◆ **EXERCISE BRIEF**:
Reproduce the items from the line containing "out the lewandowski" through the last item, inclusive, keeping every request line and adding 5 to each number in the coordinates.

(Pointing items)
--- Begin ---

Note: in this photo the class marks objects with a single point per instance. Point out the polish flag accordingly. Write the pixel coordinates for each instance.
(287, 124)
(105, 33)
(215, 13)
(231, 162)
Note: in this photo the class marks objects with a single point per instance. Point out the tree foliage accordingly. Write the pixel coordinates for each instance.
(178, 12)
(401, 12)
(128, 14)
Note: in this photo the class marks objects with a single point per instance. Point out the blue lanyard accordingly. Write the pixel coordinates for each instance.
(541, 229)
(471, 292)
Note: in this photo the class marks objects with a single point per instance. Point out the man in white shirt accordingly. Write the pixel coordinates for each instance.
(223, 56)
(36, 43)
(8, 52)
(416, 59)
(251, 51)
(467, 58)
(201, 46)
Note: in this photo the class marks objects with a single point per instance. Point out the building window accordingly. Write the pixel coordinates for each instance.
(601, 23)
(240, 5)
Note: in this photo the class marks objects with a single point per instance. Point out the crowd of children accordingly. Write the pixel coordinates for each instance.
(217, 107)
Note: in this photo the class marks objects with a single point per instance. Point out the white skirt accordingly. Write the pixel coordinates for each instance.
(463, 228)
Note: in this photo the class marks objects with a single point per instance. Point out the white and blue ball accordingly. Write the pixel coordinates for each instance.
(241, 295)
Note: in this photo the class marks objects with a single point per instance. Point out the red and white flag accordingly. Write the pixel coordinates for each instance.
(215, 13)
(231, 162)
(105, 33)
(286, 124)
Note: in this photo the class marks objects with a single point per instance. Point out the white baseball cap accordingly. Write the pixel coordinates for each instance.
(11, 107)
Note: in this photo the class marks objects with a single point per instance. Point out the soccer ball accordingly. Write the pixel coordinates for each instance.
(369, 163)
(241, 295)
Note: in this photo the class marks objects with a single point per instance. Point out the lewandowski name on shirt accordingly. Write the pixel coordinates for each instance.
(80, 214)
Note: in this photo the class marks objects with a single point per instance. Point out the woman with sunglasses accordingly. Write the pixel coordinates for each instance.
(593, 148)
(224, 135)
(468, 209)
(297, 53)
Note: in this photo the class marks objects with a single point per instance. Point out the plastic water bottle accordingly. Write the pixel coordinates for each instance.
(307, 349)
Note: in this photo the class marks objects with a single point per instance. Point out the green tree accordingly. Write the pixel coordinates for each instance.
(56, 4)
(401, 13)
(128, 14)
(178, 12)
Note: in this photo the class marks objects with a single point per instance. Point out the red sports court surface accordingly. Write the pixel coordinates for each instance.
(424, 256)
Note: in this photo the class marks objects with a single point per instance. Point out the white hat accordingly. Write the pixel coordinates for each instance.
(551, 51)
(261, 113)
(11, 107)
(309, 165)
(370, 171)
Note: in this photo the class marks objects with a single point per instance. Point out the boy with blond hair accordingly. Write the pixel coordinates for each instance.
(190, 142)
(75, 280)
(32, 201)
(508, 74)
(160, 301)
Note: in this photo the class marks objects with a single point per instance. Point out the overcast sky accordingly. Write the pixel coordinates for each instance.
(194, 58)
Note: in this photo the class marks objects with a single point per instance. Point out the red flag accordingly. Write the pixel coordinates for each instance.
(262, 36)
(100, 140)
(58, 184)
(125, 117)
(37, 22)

--- End ---

◆ **SOLUTION TO THE PROBLEM**:
Note: in this photo the class marks objects with a single point per instance. Point out the lewandowski name on shirt accordingly. Write the pixel coordinates for each instance.
(85, 219)
Note: in this photo the class marks objects with a single point per instance. Point out the woman with sunglasses accordingly. Write the pixel coordinates for each instance.
(598, 153)
(229, 140)
(473, 214)
(302, 58)
Note: in this photo the class marks objects with a single point per instance. Point out the plastic water bottle accordingly. Write the pixel coordinates for each instance.
(312, 354)
Note: in this photo the class marks objects with a single point per instance. Point out the green tree accordingly. Write the pixel coordinates for each instance.
(61, 9)
(406, 18)
(133, 19)
(183, 17)
Note: in this photo the class marks objects with a single point per instance. Point out the red sports court surface accordingly. Write the pixel coordinates for each instance.
(429, 261)
Note: in this photo the class marks objects with a single point per instance. Point out the white hat accordingly. Write the pixel coordinates for each instance.
(556, 56)
(266, 118)
(16, 112)
(314, 170)
(375, 176)
Note: in this photo the class marks objects with a single point per instance. Point out the boy with blond hair accordingly. Write the pixel coordinates for each instance.
(195, 147)
(80, 285)
(37, 206)
(513, 79)
(165, 306)
Note: in this photo the class marks objects with a single point per instance. Point out the overcast sky accordingly. Write the pixel coordinates for each instance.
(199, 63)
Note: in this photo the class marks objects with a single point per instance. Point out the red flag accordingly. Write the pixel coordinates for each instance.
(267, 41)
(105, 145)
(63, 189)
(130, 122)
(42, 27)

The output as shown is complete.